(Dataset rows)
----

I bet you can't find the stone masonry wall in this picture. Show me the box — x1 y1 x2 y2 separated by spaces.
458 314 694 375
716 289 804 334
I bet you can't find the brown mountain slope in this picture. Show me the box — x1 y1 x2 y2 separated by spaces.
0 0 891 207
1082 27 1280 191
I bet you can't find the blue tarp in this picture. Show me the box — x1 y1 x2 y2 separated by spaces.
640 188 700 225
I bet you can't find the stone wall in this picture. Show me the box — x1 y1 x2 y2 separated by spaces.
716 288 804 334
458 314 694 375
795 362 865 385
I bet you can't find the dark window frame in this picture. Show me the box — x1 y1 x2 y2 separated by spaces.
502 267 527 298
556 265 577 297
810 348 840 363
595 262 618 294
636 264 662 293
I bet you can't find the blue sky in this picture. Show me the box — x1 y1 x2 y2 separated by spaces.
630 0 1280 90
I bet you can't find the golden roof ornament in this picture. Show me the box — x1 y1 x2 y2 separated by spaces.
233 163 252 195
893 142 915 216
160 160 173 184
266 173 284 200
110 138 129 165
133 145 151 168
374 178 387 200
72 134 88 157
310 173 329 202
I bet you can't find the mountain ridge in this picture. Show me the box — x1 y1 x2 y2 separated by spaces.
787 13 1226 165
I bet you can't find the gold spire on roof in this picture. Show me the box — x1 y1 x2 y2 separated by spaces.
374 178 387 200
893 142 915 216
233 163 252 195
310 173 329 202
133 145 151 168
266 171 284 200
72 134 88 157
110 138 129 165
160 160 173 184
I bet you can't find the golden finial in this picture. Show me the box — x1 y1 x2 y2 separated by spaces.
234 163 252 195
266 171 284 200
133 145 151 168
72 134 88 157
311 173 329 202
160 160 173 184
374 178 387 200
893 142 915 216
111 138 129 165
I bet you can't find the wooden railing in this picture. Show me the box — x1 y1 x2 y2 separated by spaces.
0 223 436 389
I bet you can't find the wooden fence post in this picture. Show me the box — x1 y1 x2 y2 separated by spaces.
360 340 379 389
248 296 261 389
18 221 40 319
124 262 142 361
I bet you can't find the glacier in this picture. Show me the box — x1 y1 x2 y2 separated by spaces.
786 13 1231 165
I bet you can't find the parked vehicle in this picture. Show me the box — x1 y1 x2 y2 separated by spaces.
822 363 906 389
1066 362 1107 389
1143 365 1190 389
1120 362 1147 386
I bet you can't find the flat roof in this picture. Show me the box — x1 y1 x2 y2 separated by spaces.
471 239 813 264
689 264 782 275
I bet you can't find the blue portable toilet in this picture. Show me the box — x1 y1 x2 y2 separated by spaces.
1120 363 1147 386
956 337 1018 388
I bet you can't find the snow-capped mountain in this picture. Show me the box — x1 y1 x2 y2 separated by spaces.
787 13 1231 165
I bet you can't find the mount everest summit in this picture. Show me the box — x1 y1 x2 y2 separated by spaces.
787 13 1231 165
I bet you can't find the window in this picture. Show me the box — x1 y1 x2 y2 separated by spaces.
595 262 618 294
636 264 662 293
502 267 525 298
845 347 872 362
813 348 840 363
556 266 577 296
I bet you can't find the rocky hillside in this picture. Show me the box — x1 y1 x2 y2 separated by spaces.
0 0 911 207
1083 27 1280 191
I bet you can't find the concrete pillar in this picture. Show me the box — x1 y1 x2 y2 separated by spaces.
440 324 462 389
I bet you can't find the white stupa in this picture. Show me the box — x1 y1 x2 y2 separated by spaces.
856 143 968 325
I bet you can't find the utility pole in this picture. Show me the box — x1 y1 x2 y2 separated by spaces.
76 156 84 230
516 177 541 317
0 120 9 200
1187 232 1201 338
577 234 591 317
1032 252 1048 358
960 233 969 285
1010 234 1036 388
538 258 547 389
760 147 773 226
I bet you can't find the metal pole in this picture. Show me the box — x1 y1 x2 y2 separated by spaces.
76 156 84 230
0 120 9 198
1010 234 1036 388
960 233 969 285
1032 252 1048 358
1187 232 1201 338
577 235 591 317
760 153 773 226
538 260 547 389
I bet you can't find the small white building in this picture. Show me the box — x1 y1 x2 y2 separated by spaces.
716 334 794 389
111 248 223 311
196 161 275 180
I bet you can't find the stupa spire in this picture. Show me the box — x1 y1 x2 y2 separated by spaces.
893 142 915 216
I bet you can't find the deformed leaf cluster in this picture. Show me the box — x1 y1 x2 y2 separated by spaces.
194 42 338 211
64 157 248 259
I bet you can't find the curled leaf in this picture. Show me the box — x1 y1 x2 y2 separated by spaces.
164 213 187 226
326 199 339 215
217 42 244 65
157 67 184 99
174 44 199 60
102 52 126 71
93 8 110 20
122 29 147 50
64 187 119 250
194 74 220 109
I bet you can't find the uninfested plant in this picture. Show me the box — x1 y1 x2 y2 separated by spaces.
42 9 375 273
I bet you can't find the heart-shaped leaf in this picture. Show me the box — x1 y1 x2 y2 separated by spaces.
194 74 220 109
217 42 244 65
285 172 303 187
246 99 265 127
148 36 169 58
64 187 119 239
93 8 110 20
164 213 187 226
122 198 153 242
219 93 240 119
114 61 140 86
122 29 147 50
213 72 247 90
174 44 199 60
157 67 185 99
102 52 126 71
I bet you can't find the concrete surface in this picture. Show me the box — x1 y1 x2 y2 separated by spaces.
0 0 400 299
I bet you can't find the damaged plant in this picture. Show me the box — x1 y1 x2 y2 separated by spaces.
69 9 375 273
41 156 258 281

----

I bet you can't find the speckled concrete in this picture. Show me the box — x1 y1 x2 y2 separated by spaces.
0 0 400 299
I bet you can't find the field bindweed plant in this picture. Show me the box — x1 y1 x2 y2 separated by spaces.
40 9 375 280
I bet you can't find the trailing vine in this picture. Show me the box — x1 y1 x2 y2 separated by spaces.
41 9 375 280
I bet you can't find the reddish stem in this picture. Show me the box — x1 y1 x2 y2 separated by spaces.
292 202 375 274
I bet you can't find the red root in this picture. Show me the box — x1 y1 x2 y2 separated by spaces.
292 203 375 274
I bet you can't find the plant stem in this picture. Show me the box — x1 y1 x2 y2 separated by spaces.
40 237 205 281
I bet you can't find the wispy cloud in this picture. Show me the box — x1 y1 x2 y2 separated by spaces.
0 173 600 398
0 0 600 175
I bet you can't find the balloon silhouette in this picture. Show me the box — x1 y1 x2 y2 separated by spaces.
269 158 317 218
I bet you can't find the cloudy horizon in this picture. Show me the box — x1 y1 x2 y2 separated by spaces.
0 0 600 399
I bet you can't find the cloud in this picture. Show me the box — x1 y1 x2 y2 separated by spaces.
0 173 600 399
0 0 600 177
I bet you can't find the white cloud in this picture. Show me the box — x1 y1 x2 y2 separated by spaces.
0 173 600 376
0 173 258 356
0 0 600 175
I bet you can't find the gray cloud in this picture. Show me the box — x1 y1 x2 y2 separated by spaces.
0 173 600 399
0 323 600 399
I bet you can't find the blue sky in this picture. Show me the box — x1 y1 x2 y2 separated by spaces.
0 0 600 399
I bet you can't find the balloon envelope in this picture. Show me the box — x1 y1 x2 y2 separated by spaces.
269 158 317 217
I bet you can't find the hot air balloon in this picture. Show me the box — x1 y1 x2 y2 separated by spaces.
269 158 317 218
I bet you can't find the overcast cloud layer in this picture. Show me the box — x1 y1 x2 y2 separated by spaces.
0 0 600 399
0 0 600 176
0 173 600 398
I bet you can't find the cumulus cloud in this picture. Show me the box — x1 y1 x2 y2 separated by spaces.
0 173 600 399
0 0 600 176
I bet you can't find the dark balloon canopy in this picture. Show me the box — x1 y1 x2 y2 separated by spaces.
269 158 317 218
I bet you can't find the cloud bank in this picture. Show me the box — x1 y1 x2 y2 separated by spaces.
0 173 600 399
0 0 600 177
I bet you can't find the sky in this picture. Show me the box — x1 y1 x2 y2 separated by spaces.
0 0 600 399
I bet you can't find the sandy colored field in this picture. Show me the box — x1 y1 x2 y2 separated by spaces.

----

**WHAT IS REQUIRED:** Please copy the part of the listing that opens with the line containing "I bet you can't find the wooden fence" and closes with the line containing "786 13 1231 165", keeping both of those lines.

**EXERCISE OUTPUT:**
I bet you can't find the wooden fence post in this picture. Show me the box — x1 y1 x2 y2 separated by spaces.
360 340 379 389
248 296 261 389
18 221 40 319
124 262 142 361
I bet you can't find the glacier in this picture. Show me the box — x1 y1 x2 y2 separated by spaces.
786 13 1231 165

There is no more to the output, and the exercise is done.